Record list

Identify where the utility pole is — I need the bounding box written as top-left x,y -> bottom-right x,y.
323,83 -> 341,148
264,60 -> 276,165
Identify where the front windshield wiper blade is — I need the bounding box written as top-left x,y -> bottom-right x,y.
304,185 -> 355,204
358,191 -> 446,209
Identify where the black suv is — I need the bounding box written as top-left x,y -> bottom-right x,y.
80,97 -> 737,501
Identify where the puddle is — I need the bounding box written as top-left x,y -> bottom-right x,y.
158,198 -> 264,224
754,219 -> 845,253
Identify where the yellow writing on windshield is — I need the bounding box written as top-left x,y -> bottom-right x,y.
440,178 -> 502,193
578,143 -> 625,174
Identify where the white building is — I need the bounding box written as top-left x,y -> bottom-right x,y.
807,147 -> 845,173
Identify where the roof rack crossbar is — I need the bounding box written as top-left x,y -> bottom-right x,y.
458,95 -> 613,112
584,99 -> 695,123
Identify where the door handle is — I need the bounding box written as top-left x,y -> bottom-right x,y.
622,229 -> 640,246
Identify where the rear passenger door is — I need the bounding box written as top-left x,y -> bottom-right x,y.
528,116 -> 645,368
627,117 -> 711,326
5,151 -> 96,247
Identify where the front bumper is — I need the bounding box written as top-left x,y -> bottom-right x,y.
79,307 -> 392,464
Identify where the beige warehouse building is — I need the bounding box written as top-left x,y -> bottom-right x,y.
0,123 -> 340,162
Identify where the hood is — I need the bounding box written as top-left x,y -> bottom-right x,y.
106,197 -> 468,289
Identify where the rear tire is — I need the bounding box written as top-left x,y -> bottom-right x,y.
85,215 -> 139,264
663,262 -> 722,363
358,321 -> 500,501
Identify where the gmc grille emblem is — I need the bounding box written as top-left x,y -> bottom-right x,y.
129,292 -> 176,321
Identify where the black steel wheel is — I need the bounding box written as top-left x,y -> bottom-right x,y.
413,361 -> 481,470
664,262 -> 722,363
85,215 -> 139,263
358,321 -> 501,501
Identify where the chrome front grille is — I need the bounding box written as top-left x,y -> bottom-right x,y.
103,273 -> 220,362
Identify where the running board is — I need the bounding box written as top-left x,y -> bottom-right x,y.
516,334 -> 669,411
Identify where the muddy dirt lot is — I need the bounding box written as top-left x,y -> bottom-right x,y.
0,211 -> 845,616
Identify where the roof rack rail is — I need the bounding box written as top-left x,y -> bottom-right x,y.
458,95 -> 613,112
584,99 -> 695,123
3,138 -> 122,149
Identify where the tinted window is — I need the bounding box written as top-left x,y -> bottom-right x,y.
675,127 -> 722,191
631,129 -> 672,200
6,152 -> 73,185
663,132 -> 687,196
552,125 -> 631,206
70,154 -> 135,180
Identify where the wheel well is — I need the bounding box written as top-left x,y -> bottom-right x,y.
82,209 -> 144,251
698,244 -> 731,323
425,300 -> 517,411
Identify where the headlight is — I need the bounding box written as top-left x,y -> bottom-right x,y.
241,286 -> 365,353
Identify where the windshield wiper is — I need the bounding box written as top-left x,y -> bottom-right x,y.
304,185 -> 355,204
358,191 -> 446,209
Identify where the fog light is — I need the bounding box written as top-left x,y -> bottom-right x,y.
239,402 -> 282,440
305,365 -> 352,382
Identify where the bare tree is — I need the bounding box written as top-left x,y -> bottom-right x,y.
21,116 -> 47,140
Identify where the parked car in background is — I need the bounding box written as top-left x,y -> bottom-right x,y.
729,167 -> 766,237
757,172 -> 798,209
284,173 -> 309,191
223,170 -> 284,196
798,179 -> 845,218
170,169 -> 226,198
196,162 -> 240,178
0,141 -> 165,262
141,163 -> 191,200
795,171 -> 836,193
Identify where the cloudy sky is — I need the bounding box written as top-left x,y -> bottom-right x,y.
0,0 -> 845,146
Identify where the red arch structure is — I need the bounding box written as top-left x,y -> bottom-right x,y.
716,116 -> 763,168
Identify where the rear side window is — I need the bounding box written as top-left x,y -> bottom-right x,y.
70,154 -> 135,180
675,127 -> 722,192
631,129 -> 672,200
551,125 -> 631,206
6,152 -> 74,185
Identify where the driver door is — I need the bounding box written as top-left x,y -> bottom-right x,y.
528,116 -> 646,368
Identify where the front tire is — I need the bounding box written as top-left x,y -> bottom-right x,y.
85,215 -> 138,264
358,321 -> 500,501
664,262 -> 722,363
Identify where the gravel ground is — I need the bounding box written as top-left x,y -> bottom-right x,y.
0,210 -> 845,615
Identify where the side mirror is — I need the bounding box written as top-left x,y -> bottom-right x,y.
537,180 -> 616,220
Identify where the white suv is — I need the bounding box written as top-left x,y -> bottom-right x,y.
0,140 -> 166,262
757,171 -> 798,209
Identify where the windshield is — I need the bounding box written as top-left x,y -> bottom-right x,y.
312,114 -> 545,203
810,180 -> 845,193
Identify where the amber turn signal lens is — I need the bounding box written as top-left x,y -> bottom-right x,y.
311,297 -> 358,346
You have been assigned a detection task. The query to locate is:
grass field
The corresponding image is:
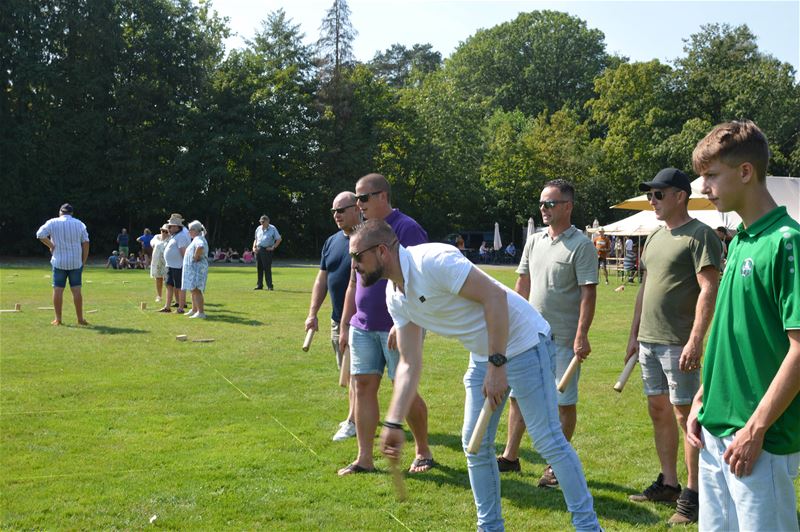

Written problem
Please convert every line of the records above into a Markdown table with the columns Row and Line, numbering the rows and skipping blank lines. Leave the pictures out.

Solution to the problem
| Row | Line |
|---|---|
| 1 | Identify where the utility pole is — I need the bounding box written as top-left x,y -> bottom-right x,y. |
| 2 | 323,83 -> 341,148 |
| 3 | 264,60 -> 276,165 |
| 4 | Identify where the front windshield wiper blade is — I need the bounding box written as top-left x,y -> bottom-right x,y. |
| 5 | 304,185 -> 355,204 |
| 6 | 358,191 -> 446,209 |
| 7 | Identify where the black suv is — I need the bounding box written as top-left x,y -> bottom-right x,y. |
| 8 | 80,97 -> 737,501 |
| 9 | Identify where the puddle is — I need the bounding box written as top-left x,y -> bottom-right x,y. |
| 10 | 158,198 -> 264,224 |
| 11 | 754,219 -> 845,253 |
| 12 | Identify where the yellow writing on windshield is — I need the bounding box written as top-left x,y -> bottom-right x,y. |
| 13 | 440,178 -> 502,193 |
| 14 | 578,143 -> 625,174 |
| 15 | Identify where the white building is — I need the bounding box written as top-left x,y -> bottom-right x,y. |
| 16 | 807,147 -> 845,173 |
| 17 | Identify where the roof rack crossbar is — I need the bounding box written as top-left x,y -> bottom-right x,y. |
| 18 | 458,95 -> 613,112 |
| 19 | 584,99 -> 695,123 |
| 20 | Identify where the door handle is — I need the bounding box written as top-left x,y -> bottom-right x,y. |
| 21 | 622,229 -> 640,246 |
| 22 | Identify where the rear passenger door is — I need the bounding box written as top-left x,y -> bottom-right x,y. |
| 23 | 528,116 -> 645,368 |
| 24 | 627,117 -> 711,326 |
| 25 | 5,151 -> 96,247 |
| 26 | Identify where the front bumper is — I need the bounding box written as top-left x,y -> bottom-right x,y. |
| 27 | 79,307 -> 392,464 |
| 28 | Identify where the beige warehouse building is — I need the bounding box written as top-left x,y -> bottom-right x,y. |
| 29 | 0,123 -> 340,162 |
| 30 | Identify where the hood is — I need the bounding box written as top-left x,y -> bottom-right x,y. |
| 31 | 106,197 -> 468,289 |
| 32 | Identify where the rear tire is — I need the bounding box written as top-left x,y -> bottom-right x,y. |
| 33 | 85,215 -> 139,264 |
| 34 | 663,262 -> 722,363 |
| 35 | 358,321 -> 500,501 |
| 36 | Identify where the gmc grille emblem is — I need the bounding box written as top-left x,y -> bottom-right x,y. |
| 37 | 129,292 -> 176,321 |
| 38 | Identify where the black steel wheel is — I need the bounding box written as top-left x,y -> bottom-right x,y. |
| 39 | 413,361 -> 481,470 |
| 40 | 664,262 -> 722,363 |
| 41 | 85,215 -> 139,263 |
| 42 | 358,321 -> 501,501 |
| 43 | Identify where the chrome front grille is — I need the bounding box written as top-left x,y -> bottom-right x,y. |
| 44 | 103,273 -> 220,362 |
| 45 | Identify where the running board is — I need the bounding box written as top-left x,y -> bottom-right x,y. |
| 46 | 516,334 -> 669,411 |
| 47 | Identify where the muddy dirt lot is — I need the bounding box written as top-left x,y -> bottom-right x,y. |
| 48 | 0,211 -> 845,616 |
| 49 | Identify where the roof rack rail is — I need the bounding box written as top-left x,y -> bottom-right x,y. |
| 50 | 458,95 -> 613,112 |
| 51 | 584,99 -> 695,123 |
| 52 | 3,138 -> 122,149 |
| 53 | Identify where the tinted window is — I need the bounding box written as top-left x,y -> bottom-right x,y. |
| 54 | 675,127 -> 722,191 |
| 55 | 631,129 -> 672,200 |
| 56 | 6,152 -> 73,185 |
| 57 | 663,132 -> 687,196 |
| 58 | 552,125 -> 631,206 |
| 59 | 70,154 -> 135,180 |
| 60 | Identify where the wheel well is — I need the bounding box written as top-left x,y -> bottom-right x,y. |
| 61 | 82,209 -> 144,251 |
| 62 | 698,244 -> 731,323 |
| 63 | 425,300 -> 517,411 |
| 64 | Identify where the headlight is — I need the bounding box written as top-left x,y -> bottom-right x,y. |
| 65 | 241,286 -> 365,353 |
| 66 | Identify where the windshield wiper is — I need the bounding box written as top-left x,y -> bottom-right x,y. |
| 67 | 304,185 -> 355,204 |
| 68 | 358,191 -> 446,209 |
| 69 | Identify where the fog light is — I need the bounding box written as top-left x,y -> bottom-right x,y. |
| 70 | 239,402 -> 282,440 |
| 71 | 305,365 -> 352,382 |
| 72 | Identify where the bare tree is — I need the bounding box written as top-left x,y -> bottom-right x,y. |
| 73 | 21,116 -> 47,140 |
| 74 | Identify where the parked car in background is — I need the bounding box written as top-left x,y -> bottom-right x,y. |
| 75 | 729,167 -> 766,237 |
| 76 | 757,172 -> 798,209 |
| 77 | 284,173 -> 309,191 |
| 78 | 223,170 -> 284,196 |
| 79 | 798,179 -> 845,218 |
| 80 | 170,169 -> 226,198 |
| 81 | 196,162 -> 240,178 |
| 82 | 0,141 -> 165,262 |
| 83 | 141,163 -> 191,200 |
| 84 | 795,171 -> 836,193 |
| 85 | Identify where the cloudy sky is — I need the bounding box written as top-left x,y -> bottom-right x,y. |
| 86 | 0,0 -> 845,146 |
| 87 | Identify where the red arch structure is — I need the bounding box written as top-left x,y -> bottom-right x,y. |
| 88 | 716,116 -> 763,168 |
| 89 | Identify where the rear side window is — I need the bounding box written as top-left x,y -> bottom-right x,y. |
| 90 | 70,154 -> 135,180 |
| 91 | 675,127 -> 722,192 |
| 92 | 631,129 -> 672,200 |
| 93 | 551,125 -> 631,206 |
| 94 | 6,152 -> 74,185 |
| 95 | Identify where the driver door is — I need the bounding box written as top-left x,y -> bottom-right x,y. |
| 96 | 528,116 -> 646,368 |
| 97 | Identify where the front tire is — I need the bounding box written as top-left x,y -> bottom-right x,y. |
| 98 | 85,215 -> 138,264 |
| 99 | 358,321 -> 500,501 |
| 100 | 664,262 -> 722,363 |
| 101 | Identify where the gravel ground is — I need the bounding box written as top-left x,y -> bottom-right x,y. |
| 102 | 0,210 -> 845,615 |
| 103 | Identify where the side mirror is — I need the bounding box written as top-left x,y -> bottom-right x,y. |
| 104 | 537,180 -> 616,220 |
| 105 | Identify where the white suv is — I need the bounding box written as top-left x,y -> bottom-right x,y. |
| 106 | 0,140 -> 166,262 |
| 107 | 757,171 -> 798,209 |
| 108 | Identify where the windshield is — I need the bounding box written as top-left x,y -> bottom-right x,y. |
| 109 | 312,114 -> 545,203 |
| 110 | 810,180 -> 845,193 |
| 111 | Identify where the amber turn signal lens is — I need the bounding box written as top-left x,y -> bottom-right x,y. |
| 112 | 311,297 -> 358,346 |
| 113 | You have been assigned a detection task. The query to locate is: |
| 114 | grass field |
| 115 | The corresponding image is: |